=== Material provided ===
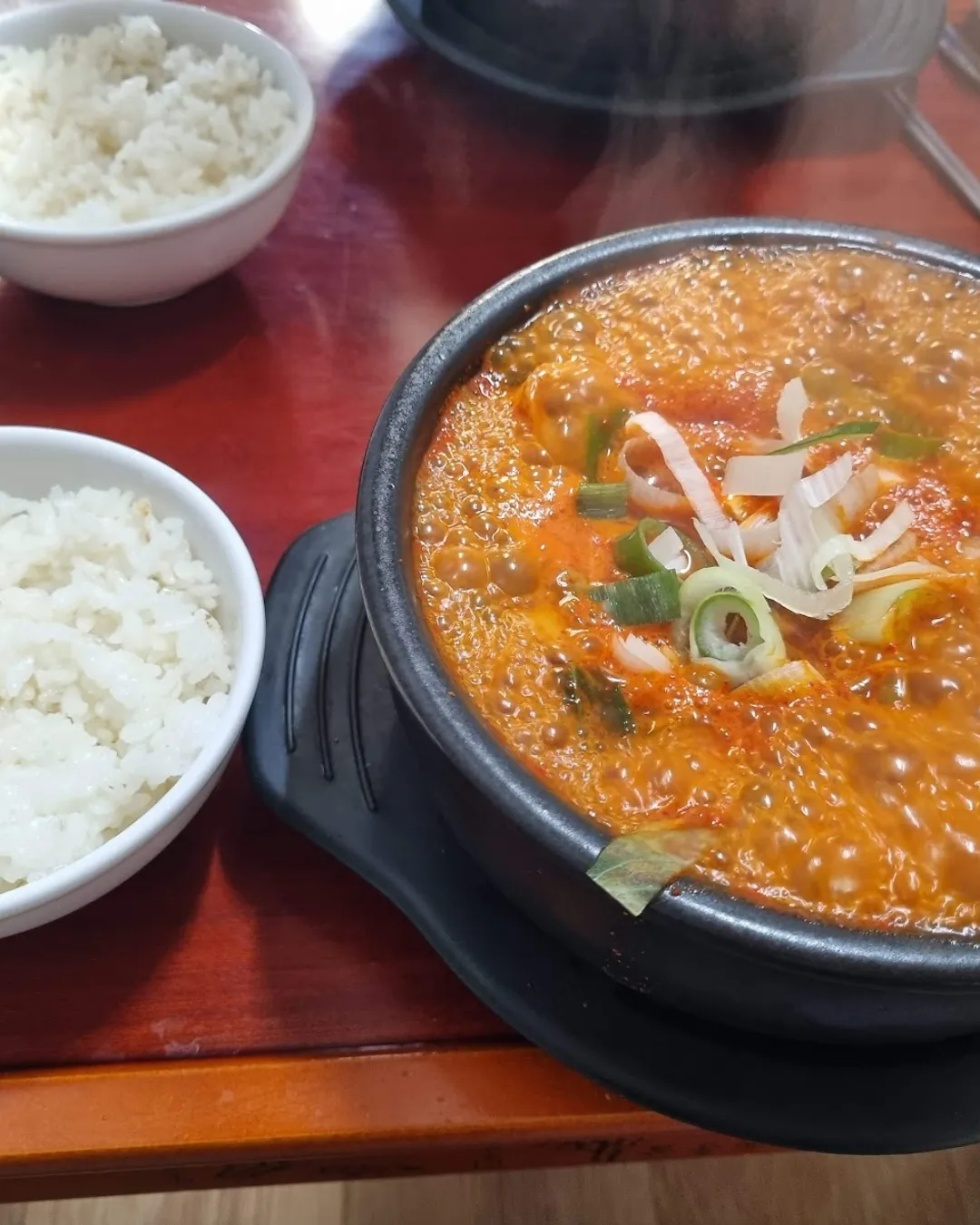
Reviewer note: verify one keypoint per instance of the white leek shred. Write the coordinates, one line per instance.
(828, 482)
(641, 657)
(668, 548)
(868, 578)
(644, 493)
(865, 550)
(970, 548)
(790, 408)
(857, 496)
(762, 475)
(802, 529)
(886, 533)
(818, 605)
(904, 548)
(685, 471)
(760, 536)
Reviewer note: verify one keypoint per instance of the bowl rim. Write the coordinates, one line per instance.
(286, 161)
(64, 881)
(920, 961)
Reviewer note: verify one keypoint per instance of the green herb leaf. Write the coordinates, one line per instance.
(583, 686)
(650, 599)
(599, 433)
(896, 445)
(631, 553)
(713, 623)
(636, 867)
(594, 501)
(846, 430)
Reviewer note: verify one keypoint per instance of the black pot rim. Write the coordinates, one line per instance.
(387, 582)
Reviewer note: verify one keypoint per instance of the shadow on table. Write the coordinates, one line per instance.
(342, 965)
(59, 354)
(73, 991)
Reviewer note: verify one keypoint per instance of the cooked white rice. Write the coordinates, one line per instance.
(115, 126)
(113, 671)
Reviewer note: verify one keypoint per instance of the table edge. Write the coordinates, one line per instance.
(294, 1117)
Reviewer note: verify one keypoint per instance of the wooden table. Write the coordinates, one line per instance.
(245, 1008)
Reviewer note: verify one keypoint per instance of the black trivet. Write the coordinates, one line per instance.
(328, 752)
===
=== Material provided ===
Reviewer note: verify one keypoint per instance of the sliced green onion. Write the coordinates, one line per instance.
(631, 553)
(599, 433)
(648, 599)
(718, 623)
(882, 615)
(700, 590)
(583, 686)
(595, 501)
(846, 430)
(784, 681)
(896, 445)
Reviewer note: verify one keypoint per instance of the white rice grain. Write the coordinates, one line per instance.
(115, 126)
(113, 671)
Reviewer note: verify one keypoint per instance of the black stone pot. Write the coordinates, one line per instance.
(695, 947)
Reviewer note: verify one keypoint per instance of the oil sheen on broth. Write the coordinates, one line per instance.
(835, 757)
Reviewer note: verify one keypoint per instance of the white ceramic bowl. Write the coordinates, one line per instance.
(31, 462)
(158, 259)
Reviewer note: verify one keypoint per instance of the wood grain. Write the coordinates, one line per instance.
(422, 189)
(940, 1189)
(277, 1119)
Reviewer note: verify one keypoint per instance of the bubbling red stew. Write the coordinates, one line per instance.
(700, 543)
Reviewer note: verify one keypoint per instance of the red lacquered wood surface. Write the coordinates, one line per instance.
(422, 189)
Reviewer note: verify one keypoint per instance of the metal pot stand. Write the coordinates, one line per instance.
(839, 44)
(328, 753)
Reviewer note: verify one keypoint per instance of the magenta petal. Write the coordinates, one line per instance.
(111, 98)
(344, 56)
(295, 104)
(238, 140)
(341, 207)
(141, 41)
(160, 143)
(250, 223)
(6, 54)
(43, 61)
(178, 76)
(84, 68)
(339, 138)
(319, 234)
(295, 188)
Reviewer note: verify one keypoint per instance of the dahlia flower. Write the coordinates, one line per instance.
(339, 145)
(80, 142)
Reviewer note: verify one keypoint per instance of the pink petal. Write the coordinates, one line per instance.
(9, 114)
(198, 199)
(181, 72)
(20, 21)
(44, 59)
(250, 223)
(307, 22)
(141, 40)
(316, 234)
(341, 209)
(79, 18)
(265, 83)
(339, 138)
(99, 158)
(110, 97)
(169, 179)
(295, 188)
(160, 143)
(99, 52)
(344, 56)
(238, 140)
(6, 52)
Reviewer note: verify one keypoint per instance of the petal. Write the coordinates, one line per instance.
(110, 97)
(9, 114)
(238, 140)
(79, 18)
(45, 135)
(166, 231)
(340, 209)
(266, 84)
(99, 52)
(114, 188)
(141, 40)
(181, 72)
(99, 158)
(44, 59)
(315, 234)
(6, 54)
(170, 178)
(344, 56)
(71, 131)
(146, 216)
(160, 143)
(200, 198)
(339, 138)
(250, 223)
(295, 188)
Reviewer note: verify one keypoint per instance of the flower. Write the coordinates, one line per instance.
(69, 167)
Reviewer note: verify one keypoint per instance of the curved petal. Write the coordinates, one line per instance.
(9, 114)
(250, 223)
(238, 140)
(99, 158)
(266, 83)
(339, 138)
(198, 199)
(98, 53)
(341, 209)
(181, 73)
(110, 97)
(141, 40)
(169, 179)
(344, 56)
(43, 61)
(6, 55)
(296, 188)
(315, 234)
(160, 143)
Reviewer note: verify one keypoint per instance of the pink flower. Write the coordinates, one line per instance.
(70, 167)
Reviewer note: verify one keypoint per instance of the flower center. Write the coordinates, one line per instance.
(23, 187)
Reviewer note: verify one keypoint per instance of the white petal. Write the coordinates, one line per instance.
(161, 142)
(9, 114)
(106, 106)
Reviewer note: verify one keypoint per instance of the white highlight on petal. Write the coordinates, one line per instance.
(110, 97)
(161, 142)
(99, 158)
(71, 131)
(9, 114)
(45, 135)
===
=== Material provided ===
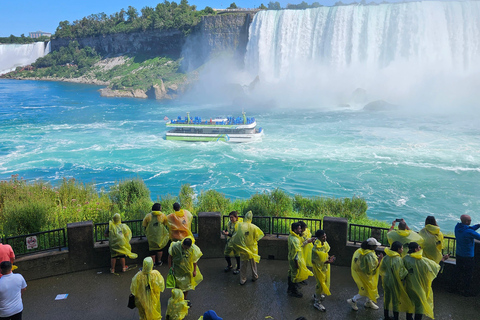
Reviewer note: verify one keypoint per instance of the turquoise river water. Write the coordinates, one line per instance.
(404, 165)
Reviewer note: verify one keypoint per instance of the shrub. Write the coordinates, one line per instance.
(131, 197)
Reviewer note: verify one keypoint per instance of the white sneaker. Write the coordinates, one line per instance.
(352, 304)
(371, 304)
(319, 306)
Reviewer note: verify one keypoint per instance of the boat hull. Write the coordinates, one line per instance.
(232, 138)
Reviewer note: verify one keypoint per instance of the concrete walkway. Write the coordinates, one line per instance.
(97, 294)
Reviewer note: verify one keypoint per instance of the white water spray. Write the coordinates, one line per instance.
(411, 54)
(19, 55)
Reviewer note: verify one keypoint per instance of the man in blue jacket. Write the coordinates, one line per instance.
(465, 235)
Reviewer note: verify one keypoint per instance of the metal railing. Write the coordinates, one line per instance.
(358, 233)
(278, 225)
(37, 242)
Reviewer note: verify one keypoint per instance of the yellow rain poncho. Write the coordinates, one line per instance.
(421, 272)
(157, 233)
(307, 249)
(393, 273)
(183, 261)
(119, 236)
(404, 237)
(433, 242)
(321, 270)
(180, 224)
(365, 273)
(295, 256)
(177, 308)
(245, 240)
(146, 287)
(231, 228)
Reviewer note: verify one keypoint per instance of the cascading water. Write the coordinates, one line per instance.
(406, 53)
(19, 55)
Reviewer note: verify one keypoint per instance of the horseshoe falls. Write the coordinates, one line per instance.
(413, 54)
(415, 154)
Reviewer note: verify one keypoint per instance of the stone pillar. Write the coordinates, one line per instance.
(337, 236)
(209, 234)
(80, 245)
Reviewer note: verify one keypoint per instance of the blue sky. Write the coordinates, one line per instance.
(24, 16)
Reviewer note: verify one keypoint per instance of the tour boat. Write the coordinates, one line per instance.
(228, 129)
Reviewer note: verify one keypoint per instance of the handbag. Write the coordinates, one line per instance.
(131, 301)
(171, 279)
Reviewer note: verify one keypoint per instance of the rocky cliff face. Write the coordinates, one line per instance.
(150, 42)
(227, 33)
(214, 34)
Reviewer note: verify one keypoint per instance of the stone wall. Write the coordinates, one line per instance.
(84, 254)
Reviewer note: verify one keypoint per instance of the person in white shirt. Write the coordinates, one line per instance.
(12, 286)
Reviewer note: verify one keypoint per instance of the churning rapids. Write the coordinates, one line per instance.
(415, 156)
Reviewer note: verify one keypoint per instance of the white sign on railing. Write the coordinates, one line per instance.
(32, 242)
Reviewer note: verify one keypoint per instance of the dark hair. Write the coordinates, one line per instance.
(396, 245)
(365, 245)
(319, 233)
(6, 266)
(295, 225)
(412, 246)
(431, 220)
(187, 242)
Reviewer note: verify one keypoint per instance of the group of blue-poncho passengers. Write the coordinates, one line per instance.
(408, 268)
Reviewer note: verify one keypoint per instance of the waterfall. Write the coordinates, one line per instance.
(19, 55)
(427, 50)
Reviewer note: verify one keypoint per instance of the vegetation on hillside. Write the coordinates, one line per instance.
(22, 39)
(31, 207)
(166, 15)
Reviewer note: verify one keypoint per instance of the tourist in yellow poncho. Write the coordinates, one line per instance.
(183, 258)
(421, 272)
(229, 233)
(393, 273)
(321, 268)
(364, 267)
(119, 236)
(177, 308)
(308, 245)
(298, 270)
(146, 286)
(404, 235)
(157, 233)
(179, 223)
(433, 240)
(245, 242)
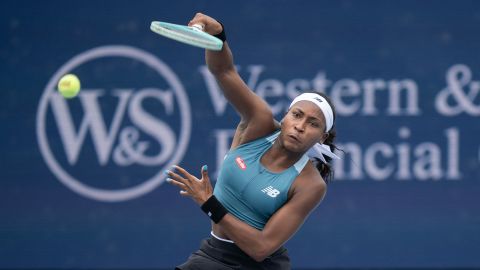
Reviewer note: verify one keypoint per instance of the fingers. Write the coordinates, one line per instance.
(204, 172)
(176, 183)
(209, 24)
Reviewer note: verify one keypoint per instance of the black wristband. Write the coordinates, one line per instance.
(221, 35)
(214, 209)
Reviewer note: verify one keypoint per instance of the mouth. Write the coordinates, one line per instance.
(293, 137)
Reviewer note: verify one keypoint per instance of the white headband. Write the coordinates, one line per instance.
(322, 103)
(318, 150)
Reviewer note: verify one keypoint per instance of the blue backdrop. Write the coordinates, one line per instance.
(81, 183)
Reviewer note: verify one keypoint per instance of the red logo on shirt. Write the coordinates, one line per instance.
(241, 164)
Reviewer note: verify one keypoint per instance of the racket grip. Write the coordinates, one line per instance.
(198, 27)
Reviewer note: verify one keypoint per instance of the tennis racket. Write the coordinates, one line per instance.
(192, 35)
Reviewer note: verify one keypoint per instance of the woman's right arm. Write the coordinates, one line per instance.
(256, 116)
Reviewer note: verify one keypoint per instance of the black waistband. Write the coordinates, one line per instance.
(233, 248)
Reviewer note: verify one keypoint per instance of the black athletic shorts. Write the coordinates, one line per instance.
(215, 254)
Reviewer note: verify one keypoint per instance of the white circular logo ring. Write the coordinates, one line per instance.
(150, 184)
===
In the first listing, copy word for word every line starting with the line that contains "shred. Write the coordinates, one line per instance." and going on through the line that contains "(245, 1008)", both of those lines included.

Reviewer note: verify one keypoint per instance of the white leek shred. Write the coordinates, one line per instance.
(828, 482)
(641, 657)
(668, 548)
(868, 578)
(644, 493)
(865, 550)
(970, 548)
(790, 408)
(857, 496)
(762, 475)
(802, 529)
(886, 533)
(818, 605)
(904, 548)
(685, 471)
(760, 536)
Reviewer note: verify one keypoint per instance of the bowl rim. Write the coordinates, one line per instance.
(286, 161)
(64, 881)
(920, 961)
Reviewer note: verify one keypoint per instance of the green herb leaf. Write the coordinates, one line per instance.
(583, 686)
(650, 599)
(599, 433)
(896, 445)
(631, 553)
(713, 623)
(636, 867)
(594, 501)
(846, 430)
Reviewer note: verify one keypoint per instance of the black pot rim. Write the coordinates, one line per instance.
(387, 582)
Reviewer note: verify one keypoint per instance of the shadow on table. Write the coordinates, one line per instance.
(342, 965)
(59, 354)
(73, 991)
Reviewer note: verify one keypoint per instance of the cooked white rice. Write the coordinates, one line per instance.
(115, 126)
(113, 671)
Reviewer note: verify one keypoint per instance of the table edge. Write the coordinates, one line per instance.
(294, 1117)
Reviewer note: verify one keypoint per instance of the wooden table. Write the coordinates, one line per instance.
(245, 1008)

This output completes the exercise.